→ Apply what you read:
**A.** Using the near-miss stories below, decide whether each statement agrees with the text. Answer yes or no for each, and quote the text's deciding words verbatim. (i) The off-ramp had snow on it because it had no traffic. (ii) The bike accident took out half of the writer's liver. (iii) The semi truck stopped about 10 feet from the writer's car door.
**B.** Reproduce a passage from the near-miss stories, beginning at the words "My three-year-old daughter, in" and stopping after "of my appendix.".

→ Excerpt to read:
==============================

Driving to Michigan to visit a friend in a light snowfall. The roads were clear, but somehow it never penetrated my little pea brain that the roads were clear because the steady traffic was preventing the snow from building up. I saw my exit, hit the off-ramp - where there WAS no traffic, so there WAS snow - spun in several circles across a six lane major highway during rush hour. I saw headlights and taillights thisclose to my car, but nothing hit me and I hit nothing else. The car came to rest in oncoming traffic, and several cars had to swerve to avoid me. I regrouped, pulled my car back onto the correct side of the highway, pulled onto the shoulder and parked, waiting for my heart to start again.

My three-year-old daughter, in the carseat in the back, giggled. “Do it again, Mommy!”

Uh, no.

October 26th, 1963, and my friends and I decided to ride ramps on our bikes. One didn’t work out so well for me, and I landed on a handlebar. It took out 2/3 of my liver (the main attraction) as well as damaging my spine and collapsing a lung. I developed pancreatitus soon thereafter, and within a year had healing difficulties that called for removal of my appendix.

They told my parents that I was a goner.

I fooled 'em.

I was driving my Alfa Romeo up a mountain road. Entering a high banked, sharp left-hand corner, the right rear tire hit a patch of gravel and dirt and lost traction. My car spun around about 270°, the engine stalled and I ended up sitting squarely across the oncoming lane. Next I noticed that a semi truck had just rounded the corner ahead and was headed right for e. He locked up his brakes and managed to stop about 10 feet from my door. The whole thing happened in about five seconds.

==============================

→ Dataset entries:
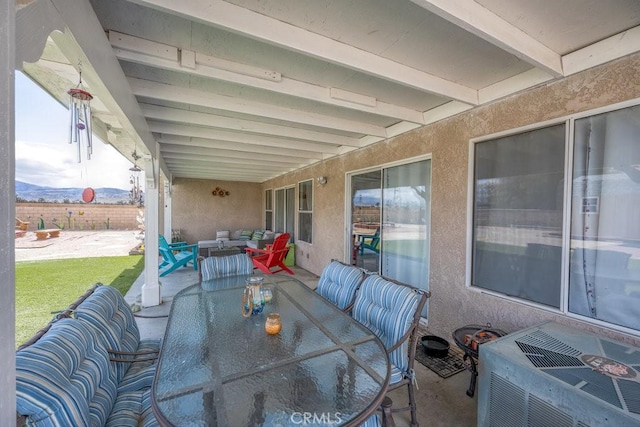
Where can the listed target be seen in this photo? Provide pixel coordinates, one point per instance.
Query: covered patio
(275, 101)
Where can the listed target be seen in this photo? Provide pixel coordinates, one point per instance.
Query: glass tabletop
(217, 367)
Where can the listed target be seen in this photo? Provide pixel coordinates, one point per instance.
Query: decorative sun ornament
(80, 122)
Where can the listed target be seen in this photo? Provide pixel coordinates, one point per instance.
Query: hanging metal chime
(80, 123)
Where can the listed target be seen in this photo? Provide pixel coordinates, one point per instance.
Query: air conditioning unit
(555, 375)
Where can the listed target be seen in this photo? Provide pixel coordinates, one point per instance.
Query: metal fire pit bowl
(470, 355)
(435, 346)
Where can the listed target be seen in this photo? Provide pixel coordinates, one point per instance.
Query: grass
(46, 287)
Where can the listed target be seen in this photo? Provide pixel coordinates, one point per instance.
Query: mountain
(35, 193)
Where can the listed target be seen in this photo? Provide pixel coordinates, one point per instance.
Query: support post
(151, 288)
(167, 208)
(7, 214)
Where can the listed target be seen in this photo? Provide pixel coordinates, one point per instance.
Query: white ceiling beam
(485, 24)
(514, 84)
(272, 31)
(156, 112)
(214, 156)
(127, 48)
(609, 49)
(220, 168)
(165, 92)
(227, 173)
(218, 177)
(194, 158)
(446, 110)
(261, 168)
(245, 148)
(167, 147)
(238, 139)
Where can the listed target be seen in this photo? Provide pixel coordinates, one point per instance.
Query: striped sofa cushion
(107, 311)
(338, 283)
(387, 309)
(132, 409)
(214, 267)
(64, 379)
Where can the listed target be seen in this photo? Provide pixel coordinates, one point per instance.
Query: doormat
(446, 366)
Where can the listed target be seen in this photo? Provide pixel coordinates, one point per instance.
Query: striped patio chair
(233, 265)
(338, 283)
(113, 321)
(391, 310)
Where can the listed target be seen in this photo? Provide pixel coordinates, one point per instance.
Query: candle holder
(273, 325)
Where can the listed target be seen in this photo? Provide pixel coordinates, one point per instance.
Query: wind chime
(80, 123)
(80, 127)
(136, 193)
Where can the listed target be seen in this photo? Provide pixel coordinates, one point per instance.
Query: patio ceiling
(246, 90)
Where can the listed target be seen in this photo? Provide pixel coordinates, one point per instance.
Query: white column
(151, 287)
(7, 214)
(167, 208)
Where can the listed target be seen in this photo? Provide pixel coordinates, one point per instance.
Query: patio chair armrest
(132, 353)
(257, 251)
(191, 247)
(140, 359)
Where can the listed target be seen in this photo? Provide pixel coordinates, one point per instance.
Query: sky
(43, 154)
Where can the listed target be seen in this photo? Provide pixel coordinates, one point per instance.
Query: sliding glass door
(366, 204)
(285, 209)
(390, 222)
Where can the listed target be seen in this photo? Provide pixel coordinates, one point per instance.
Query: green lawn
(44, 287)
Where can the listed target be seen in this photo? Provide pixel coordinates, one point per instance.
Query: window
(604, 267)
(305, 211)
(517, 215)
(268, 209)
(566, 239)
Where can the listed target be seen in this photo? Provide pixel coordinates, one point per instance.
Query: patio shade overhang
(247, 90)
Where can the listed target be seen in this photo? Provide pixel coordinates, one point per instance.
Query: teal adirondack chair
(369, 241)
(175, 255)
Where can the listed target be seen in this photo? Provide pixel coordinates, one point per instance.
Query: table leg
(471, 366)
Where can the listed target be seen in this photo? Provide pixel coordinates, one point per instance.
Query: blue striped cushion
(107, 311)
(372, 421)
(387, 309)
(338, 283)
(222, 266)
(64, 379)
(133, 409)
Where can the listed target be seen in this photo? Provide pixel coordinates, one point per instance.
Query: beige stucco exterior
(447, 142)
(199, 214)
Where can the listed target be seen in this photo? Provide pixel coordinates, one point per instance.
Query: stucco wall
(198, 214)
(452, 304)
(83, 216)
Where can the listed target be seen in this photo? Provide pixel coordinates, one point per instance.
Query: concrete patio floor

==============================

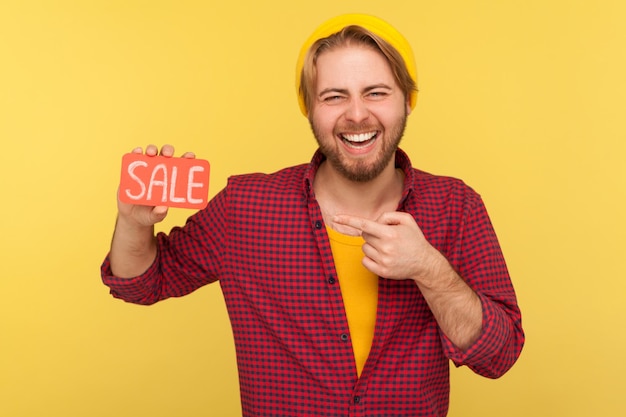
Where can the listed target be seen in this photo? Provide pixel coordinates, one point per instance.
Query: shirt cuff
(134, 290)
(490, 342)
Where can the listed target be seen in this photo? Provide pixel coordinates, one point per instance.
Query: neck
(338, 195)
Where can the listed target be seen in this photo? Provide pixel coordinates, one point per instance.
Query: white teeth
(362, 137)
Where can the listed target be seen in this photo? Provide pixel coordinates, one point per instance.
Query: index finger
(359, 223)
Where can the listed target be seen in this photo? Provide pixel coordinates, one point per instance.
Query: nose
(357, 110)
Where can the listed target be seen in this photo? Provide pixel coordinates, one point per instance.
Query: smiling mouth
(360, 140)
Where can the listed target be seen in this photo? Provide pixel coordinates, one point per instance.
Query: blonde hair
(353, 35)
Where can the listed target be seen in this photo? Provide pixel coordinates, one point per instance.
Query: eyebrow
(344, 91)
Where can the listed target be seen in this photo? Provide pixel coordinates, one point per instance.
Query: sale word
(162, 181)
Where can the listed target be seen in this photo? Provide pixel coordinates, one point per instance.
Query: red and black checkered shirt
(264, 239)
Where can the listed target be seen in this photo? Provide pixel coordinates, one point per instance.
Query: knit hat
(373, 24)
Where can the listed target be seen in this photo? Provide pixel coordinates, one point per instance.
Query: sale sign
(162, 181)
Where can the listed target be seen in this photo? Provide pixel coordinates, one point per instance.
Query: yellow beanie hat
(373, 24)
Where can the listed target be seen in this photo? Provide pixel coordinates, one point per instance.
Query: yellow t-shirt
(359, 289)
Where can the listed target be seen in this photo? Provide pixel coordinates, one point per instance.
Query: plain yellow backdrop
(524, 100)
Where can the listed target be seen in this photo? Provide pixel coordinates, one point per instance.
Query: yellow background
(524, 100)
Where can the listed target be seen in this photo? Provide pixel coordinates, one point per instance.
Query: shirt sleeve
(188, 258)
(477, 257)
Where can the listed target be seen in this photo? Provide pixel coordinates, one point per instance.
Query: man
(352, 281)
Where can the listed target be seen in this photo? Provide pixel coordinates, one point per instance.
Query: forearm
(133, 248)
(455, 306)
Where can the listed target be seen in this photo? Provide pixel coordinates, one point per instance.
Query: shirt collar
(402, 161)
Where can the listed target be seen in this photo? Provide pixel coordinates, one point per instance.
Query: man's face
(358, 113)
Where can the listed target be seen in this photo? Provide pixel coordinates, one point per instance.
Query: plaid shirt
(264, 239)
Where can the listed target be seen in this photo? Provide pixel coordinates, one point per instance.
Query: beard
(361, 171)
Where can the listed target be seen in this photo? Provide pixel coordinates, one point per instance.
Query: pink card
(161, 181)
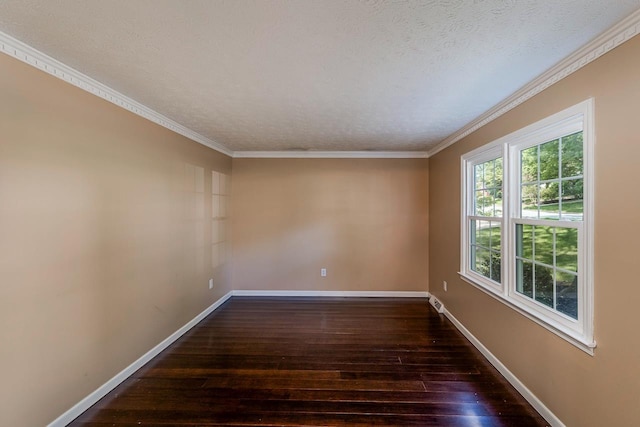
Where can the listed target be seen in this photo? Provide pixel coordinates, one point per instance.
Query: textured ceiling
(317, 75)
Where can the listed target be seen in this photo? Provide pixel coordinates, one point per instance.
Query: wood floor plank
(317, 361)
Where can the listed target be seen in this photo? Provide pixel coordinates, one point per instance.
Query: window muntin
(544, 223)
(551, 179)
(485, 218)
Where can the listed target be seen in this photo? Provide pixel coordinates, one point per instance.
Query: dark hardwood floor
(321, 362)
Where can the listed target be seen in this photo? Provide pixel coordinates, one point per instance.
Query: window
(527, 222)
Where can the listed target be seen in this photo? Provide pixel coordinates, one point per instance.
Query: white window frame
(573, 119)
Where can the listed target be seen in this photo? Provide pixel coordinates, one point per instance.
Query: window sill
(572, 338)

==============================

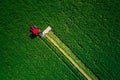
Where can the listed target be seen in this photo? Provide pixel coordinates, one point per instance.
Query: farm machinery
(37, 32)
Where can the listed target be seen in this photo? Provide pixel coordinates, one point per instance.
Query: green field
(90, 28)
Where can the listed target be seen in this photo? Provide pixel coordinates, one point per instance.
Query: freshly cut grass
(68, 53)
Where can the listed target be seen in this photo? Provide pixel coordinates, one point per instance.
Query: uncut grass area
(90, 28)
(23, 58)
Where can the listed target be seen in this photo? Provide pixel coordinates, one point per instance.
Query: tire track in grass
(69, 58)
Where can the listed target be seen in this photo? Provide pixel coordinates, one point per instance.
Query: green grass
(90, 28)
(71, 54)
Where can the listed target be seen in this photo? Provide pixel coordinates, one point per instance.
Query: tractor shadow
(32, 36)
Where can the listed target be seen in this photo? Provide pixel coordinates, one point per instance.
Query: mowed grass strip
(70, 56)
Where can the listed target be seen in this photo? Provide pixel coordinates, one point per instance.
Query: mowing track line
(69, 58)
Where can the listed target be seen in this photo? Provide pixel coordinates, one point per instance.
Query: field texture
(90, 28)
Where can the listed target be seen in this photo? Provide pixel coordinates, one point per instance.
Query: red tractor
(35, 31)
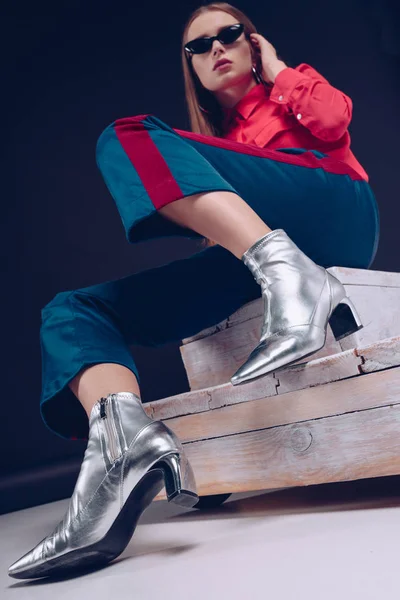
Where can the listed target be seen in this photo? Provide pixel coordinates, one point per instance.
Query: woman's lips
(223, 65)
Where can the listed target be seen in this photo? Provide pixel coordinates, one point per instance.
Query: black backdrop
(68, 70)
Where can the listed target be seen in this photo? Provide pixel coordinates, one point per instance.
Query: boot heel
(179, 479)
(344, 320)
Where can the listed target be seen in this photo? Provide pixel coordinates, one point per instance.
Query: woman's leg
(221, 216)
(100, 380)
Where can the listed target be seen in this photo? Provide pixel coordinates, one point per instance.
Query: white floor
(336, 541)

==============================

→ Responses by task:
**A.**
(i) Yes: "where there WAS no traffic, so there WAS snow"
(ii) No: "It took out 2/3 of my liver"
(iii) Yes: "managed to stop about 10 feet from my door"

**B.**
My three-year-old daughter, in the carseat in the back, giggled. “Do it again, Mommy!”

Uh, no.

October 26th, 1963, and my friends and I decided to ride ramps on our bikes. One didn’t work out so well for me, and I landed on a handlebar. It took out 2/3 of my liver (the main attraction) as well as damaging my spine and collapsing a lung. I developed pancreatitus soon thereafter, and within a year had healing difficulties that called for removal of my appendix.